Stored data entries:
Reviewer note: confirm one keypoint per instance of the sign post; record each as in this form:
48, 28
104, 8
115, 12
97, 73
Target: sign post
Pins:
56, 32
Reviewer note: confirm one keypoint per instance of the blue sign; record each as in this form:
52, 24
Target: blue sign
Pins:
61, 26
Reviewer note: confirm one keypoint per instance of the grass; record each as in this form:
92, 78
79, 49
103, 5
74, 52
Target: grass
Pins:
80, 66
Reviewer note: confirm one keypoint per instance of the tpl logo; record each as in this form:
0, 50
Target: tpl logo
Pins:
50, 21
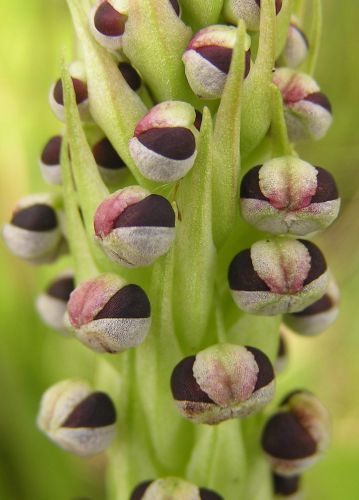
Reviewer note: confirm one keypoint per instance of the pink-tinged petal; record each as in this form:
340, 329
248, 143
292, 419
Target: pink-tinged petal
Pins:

### TASK DESCRIPTION
Exact copies of all the entries are needed; output them without the pictures.

### WRITTEN RESPONSE
Reviewer note: confirm one keypoint per instance of the sign post; record each as in this form:
48, 28
104, 8
115, 12
97, 73
Target: sign post
Pins:
56, 32
Reviewer note: confirm one keypoint per instance of the blue sign; record each as in this form:
52, 24
Target: blue sign
Pins:
61, 26
Reviewer note: confirm one keypoint per instance of the grass; record each as in this form:
92, 78
79, 49
103, 5
74, 52
Target: grass
Pins:
80, 66
Reviewer note: confirm one keypoint per instance of the tpl logo; record each as in this form:
0, 50
Target: tpl logo
Pins:
50, 21
Reviewer note: confirm one keypoint per instance of the pink-tinged petal; record each as in this form:
340, 329
248, 143
292, 419
Target: pink-tinged petal
Pins:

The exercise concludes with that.